» **Data records**:

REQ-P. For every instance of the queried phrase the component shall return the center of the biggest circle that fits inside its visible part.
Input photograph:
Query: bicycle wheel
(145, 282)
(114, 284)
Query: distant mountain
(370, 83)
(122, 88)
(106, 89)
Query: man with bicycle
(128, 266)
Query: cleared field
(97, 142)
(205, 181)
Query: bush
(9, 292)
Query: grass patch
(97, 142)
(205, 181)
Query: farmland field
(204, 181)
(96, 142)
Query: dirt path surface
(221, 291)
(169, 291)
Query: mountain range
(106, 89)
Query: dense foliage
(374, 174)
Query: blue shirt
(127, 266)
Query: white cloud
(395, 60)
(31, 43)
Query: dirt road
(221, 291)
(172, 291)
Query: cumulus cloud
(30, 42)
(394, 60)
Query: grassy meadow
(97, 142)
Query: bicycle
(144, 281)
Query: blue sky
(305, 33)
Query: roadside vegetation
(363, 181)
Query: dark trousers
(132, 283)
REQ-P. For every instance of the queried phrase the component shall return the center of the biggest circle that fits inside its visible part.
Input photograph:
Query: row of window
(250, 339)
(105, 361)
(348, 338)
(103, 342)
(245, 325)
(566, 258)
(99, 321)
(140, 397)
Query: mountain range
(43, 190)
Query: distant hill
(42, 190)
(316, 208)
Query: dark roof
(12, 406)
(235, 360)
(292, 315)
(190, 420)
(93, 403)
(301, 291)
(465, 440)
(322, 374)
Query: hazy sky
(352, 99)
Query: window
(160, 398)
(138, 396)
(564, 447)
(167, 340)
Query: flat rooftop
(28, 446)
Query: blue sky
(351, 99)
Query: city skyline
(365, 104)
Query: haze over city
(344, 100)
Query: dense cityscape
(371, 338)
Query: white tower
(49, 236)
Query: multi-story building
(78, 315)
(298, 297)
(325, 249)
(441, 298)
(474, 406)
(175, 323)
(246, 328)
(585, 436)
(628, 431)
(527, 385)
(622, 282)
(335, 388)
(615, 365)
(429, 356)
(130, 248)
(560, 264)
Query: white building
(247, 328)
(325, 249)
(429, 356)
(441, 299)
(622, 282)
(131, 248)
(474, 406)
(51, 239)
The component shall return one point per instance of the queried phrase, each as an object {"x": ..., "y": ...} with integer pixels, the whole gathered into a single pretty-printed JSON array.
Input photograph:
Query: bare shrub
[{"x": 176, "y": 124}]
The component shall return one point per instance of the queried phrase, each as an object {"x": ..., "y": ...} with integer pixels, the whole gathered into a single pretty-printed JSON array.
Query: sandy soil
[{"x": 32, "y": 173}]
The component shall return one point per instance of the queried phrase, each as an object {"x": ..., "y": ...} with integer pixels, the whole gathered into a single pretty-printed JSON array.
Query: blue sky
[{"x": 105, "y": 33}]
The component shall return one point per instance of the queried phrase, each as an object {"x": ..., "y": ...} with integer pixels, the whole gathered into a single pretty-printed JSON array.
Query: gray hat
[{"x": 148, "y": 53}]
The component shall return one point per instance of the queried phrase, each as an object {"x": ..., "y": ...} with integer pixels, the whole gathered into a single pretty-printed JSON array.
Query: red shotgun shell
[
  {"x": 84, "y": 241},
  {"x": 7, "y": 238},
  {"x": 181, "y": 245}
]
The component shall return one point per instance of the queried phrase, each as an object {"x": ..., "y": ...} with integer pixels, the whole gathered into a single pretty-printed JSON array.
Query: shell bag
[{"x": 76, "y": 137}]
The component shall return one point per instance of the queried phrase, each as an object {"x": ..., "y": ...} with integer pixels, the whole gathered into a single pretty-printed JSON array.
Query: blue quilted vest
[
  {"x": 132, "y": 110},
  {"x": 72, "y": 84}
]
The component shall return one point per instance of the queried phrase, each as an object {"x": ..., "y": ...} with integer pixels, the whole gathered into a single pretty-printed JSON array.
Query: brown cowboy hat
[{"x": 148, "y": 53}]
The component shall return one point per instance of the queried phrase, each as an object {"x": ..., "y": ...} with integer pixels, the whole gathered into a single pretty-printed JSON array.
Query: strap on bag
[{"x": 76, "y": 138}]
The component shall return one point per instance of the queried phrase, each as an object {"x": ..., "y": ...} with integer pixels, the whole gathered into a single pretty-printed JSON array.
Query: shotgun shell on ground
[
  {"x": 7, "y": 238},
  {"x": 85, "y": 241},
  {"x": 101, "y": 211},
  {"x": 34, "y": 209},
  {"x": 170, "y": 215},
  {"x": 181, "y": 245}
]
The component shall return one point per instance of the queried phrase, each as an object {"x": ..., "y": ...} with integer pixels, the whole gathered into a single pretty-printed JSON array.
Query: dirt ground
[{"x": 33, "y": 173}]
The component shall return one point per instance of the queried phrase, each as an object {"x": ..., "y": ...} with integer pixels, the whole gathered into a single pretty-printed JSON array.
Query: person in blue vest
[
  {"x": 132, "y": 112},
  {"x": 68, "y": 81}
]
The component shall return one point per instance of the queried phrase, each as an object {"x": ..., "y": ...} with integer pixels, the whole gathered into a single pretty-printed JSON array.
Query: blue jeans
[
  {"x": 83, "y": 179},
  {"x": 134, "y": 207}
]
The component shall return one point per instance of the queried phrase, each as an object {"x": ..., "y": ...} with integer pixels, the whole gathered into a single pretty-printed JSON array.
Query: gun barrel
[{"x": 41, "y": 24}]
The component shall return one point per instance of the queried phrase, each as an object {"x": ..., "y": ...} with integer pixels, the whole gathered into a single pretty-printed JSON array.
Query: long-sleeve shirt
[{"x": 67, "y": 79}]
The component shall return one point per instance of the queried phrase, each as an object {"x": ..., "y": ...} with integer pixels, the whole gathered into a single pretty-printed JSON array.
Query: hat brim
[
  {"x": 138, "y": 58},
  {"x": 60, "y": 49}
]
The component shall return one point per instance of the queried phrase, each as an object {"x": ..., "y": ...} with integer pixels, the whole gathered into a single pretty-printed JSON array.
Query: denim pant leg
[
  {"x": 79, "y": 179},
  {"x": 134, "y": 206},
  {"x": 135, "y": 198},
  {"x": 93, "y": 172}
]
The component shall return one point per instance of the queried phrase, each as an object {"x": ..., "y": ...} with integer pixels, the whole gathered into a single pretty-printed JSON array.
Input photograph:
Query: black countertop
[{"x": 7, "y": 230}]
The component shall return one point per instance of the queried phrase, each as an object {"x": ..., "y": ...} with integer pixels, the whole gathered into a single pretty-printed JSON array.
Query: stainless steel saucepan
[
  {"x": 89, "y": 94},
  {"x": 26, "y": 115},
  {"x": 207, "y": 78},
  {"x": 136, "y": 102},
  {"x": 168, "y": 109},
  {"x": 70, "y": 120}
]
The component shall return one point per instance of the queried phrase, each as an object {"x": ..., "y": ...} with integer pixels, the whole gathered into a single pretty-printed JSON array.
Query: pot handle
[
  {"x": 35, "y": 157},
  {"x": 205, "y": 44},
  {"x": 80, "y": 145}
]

» **Your task**: Reply with the complete records, restated exactly.

» **Response**:
REQ-P. For every instance of the queried phrase the component shall return the center of the biggest circle that fits inside its visible part.
Input photograph:
Query: bicycle wheel
(145, 282)
(114, 284)
Query: distant mountain
(370, 83)
(122, 88)
(106, 89)
Query: man with bicycle
(128, 266)
Query: cleared field
(97, 142)
(205, 181)
Query: bush
(9, 292)
Query: grass patch
(97, 142)
(205, 181)
Query: farmland field
(204, 181)
(96, 142)
Query: dirt path surface
(221, 291)
(169, 291)
Query: mountain range
(106, 89)
Query: dense foliage
(374, 174)
Query: blue shirt
(127, 266)
Query: white cloud
(395, 60)
(31, 43)
Query: dirt road
(221, 291)
(172, 291)
Query: cumulus cloud
(30, 42)
(394, 60)
Query: grassy meadow
(97, 142)
Query: bicycle
(144, 281)
Query: blue sky
(305, 33)
Query: roadside vegetation
(363, 181)
Query: dark trousers
(132, 283)
REQ-P. For every instance of the queried phrase the component shall return the center of the biggest circle that fits inside its visible part.
Input photograph:
Query: row of window
(250, 339)
(105, 361)
(348, 338)
(103, 342)
(245, 325)
(566, 258)
(99, 321)
(140, 397)
Query: mountain range
(43, 190)
Query: distant hill
(42, 190)
(316, 208)
Query: dark roof
(12, 406)
(235, 360)
(292, 315)
(190, 420)
(93, 403)
(301, 291)
(465, 440)
(322, 374)
Query: hazy sky
(352, 99)
Query: window
(160, 398)
(138, 396)
(564, 447)
(167, 340)
Query: flat rooftop
(28, 446)
Query: blue sky
(351, 99)
Query: city skyline
(365, 104)
Query: haze over city
(344, 100)
Query: dense cityscape
(371, 338)
Query: white tower
(49, 236)
Query: multi-story building
(78, 315)
(298, 297)
(325, 249)
(441, 298)
(474, 406)
(175, 323)
(246, 328)
(585, 436)
(628, 431)
(527, 385)
(622, 282)
(335, 388)
(615, 365)
(429, 356)
(130, 248)
(560, 264)
Query: white building
(247, 328)
(325, 249)
(429, 356)
(441, 299)
(622, 282)
(131, 248)
(474, 406)
(51, 239)
The component shall return one point per instance of the queried phrase, each as an object {"x": ..., "y": ...} with integer pixels, the whole gathered into a single pretty-printed JSON array.
Input photograph:
Query: bare shrub
[{"x": 176, "y": 124}]
The component shall return one point per instance of the queried phrase, each as an object {"x": ..., "y": ...} with integer pixels, the whole gathered into a single pretty-printed JSON array.
Query: sandy soil
[{"x": 32, "y": 173}]
The component shall return one point per instance of the queried phrase, each as an object {"x": ..., "y": ...} with integer pixels, the whole gathered into a single pretty-printed JSON array.
Query: blue sky
[{"x": 105, "y": 33}]
The component shall return one point per instance of the queried phrase, each as an object {"x": ..., "y": ...} with integer pixels, the whole gathered into a single pretty-printed JSON array.
Query: gray hat
[{"x": 148, "y": 53}]
The component shall return one point per instance of the queried phrase, each as an object {"x": ..., "y": ...} with integer pixels, the whole gathered into a single pretty-printed JSON array.
Query: red shotgun shell
[
  {"x": 84, "y": 241},
  {"x": 7, "y": 238},
  {"x": 181, "y": 245}
]
The component shall return one point per instance of the queried phrase, each as an object {"x": ..., "y": ...} with integer pixels, the whole gathered into a single pretty-printed JSON array.
Query: shell bag
[{"x": 76, "y": 137}]
The component shall return one point per instance of the queried phrase, each as an object {"x": ..., "y": ...} with integer pixels, the whole gathered into a single pretty-printed JSON array.
Query: blue quilted vest
[
  {"x": 132, "y": 110},
  {"x": 72, "y": 84}
]
The component shall return one point per instance of the queried phrase, each as an object {"x": ..., "y": ...} with integer pixels, the whole gathered into a single pretty-printed JSON array.
Query: brown cowboy hat
[{"x": 148, "y": 53}]
The component shall return one point per instance of the queried phrase, each as an object {"x": ..., "y": ...} with integer pixels, the whole gathered into a single pretty-printed JSON array.
Query: strap on bag
[{"x": 76, "y": 138}]
The component shall return one point per instance of the queried phrase, each as an object {"x": ..., "y": ...} with integer pixels, the whole gathered into a single pretty-printed JSON array.
Query: shotgun shell on ground
[
  {"x": 7, "y": 238},
  {"x": 85, "y": 241},
  {"x": 101, "y": 211},
  {"x": 34, "y": 209},
  {"x": 170, "y": 215},
  {"x": 181, "y": 245}
]
The component shall return one point per instance of the queried phrase, each as an object {"x": ..., "y": ...} with integer pixels, the whole gathered into a single pretty-printed JSON array.
Query: dirt ground
[{"x": 33, "y": 173}]
The component shall return one point per instance of the queried phrase, each as an object {"x": ..., "y": ...} with integer pixels, the whole gathered into a single pretty-printed JSON array.
Query: person in blue vest
[
  {"x": 132, "y": 112},
  {"x": 68, "y": 81}
]
The component shall return one point per instance of the queried phrase, each as an object {"x": ..., "y": ...} with integer pixels, the whole gathered into a single pretty-printed JSON array.
Query: blue jeans
[
  {"x": 83, "y": 179},
  {"x": 134, "y": 207}
]
The component shall return one point per instance of the queried phrase, each as an object {"x": ..., "y": ...} with integer pixels, the whole gathered into a single pretty-printed JSON array.
Query: gun barrel
[{"x": 41, "y": 24}]
The component shall return one point per instance of the queried phrase, each as an object {"x": ..., "y": ...} with integer pixels, the whole gathered into a single pretty-printed JSON array.
Query: long-sleeve shirt
[{"x": 67, "y": 79}]
The component shall return one point per instance of the queried phrase, each as an object {"x": ..., "y": ...} with integer pixels, the whole gathered into a single pretty-printed JSON array.
Query: hat brim
[
  {"x": 138, "y": 58},
  {"x": 60, "y": 49}
]
The component shall return one point per instance of the queried phrase, each as an object {"x": ..., "y": ...} with integer pixels, the whole gathered into a single pretty-printed JSON array.
Query: denim pant leg
[
  {"x": 79, "y": 179},
  {"x": 134, "y": 206},
  {"x": 135, "y": 198},
  {"x": 93, "y": 172}
]
The component shall return one point per instance of the queried phrase, each as an object {"x": ..., "y": ...} with integer pixels, the whole gathered into a single pretty-printed JSON array.
Input photograph:
Query: black countertop
[{"x": 7, "y": 230}]
The component shall return one point per instance of the queried phrase, each as an object {"x": ..., "y": ...} with integer pixels, the whole gathered into a single pretty-printed JSON array.
Query: stainless steel saucepan
[
  {"x": 89, "y": 94},
  {"x": 26, "y": 115},
  {"x": 207, "y": 78},
  {"x": 136, "y": 102},
  {"x": 168, "y": 109},
  {"x": 70, "y": 120}
]
The component shall return one point per instance of the queried phrase, each as an object {"x": ..., "y": ...} with integer pixels, the whole gathered into a single pretty-printed JSON array.
Query: pot handle
[
  {"x": 35, "y": 157},
  {"x": 205, "y": 44},
  {"x": 80, "y": 145}
]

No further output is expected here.